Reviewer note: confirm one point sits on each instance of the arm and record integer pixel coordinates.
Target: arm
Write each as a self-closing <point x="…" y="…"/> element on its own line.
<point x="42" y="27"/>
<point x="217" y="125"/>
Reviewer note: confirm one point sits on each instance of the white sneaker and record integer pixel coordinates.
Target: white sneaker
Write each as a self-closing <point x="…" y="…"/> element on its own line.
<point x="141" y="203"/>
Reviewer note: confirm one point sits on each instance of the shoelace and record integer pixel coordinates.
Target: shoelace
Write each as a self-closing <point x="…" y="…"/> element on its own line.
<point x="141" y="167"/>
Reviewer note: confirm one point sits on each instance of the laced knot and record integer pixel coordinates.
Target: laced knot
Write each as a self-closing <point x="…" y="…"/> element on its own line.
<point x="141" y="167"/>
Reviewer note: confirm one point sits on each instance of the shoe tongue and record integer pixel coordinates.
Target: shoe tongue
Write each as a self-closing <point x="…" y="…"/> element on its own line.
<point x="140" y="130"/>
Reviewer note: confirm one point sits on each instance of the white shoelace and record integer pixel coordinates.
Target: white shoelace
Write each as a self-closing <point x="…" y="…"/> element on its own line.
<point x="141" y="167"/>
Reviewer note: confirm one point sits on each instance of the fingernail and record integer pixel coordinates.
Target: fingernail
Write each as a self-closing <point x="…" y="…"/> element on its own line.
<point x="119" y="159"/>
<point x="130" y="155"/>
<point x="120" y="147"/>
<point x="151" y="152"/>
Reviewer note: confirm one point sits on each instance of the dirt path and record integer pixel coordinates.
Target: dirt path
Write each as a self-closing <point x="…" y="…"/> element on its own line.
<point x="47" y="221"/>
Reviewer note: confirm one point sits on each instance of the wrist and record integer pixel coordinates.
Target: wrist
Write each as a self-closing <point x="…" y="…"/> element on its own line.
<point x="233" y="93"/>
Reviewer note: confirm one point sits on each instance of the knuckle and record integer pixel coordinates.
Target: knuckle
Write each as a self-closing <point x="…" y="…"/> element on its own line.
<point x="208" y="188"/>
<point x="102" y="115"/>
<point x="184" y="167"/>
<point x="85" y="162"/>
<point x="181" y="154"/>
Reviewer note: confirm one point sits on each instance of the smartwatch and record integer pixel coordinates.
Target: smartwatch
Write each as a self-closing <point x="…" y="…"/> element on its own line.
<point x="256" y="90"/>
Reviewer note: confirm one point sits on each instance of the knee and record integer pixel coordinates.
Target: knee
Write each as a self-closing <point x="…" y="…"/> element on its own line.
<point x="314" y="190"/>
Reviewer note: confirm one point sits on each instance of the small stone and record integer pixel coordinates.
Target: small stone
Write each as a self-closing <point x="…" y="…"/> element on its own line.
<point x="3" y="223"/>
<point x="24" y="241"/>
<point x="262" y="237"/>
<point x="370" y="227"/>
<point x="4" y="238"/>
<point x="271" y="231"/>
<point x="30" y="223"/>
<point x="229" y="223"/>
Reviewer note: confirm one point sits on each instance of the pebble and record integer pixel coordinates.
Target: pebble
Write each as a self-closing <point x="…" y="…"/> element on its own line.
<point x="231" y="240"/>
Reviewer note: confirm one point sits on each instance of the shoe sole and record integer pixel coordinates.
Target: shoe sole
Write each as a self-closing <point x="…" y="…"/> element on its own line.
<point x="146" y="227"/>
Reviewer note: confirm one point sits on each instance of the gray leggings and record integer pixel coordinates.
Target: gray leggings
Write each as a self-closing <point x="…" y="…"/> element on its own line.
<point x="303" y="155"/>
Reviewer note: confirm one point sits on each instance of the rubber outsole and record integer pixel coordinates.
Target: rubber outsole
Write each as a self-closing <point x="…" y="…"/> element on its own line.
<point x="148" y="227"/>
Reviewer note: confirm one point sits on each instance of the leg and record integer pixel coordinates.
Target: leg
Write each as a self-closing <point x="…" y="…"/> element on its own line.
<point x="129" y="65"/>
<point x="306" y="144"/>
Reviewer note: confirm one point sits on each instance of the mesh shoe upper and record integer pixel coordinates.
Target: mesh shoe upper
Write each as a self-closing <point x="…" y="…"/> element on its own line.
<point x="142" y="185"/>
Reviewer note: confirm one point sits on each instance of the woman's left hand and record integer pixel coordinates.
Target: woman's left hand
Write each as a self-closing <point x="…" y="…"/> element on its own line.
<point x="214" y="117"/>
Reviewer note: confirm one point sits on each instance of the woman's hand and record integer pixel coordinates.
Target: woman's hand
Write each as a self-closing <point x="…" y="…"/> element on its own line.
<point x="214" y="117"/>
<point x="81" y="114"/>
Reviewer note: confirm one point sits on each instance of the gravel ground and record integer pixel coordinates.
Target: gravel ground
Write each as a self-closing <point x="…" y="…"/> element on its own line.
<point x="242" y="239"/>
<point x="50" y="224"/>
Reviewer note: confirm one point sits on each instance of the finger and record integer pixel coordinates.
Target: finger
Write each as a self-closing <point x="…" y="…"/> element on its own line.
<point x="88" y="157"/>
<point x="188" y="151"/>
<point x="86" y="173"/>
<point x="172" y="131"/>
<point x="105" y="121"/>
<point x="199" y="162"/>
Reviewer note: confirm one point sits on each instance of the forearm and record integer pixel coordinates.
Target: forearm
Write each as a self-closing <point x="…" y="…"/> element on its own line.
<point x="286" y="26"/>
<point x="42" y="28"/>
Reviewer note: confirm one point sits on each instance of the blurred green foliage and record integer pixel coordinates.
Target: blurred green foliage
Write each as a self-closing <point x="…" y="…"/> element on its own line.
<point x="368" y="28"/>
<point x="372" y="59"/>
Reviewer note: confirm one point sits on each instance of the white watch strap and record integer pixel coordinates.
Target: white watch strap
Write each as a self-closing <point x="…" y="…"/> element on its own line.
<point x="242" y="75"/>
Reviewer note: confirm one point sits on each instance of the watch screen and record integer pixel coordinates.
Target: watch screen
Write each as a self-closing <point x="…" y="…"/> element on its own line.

::::

How to complete this task - Check the records above and copy each line that has the string "fingernail".

Written solution -
Reviewer note: confirm one point sits on each instance of the fingernail and record integer pixel coordinates.
Target: fingernail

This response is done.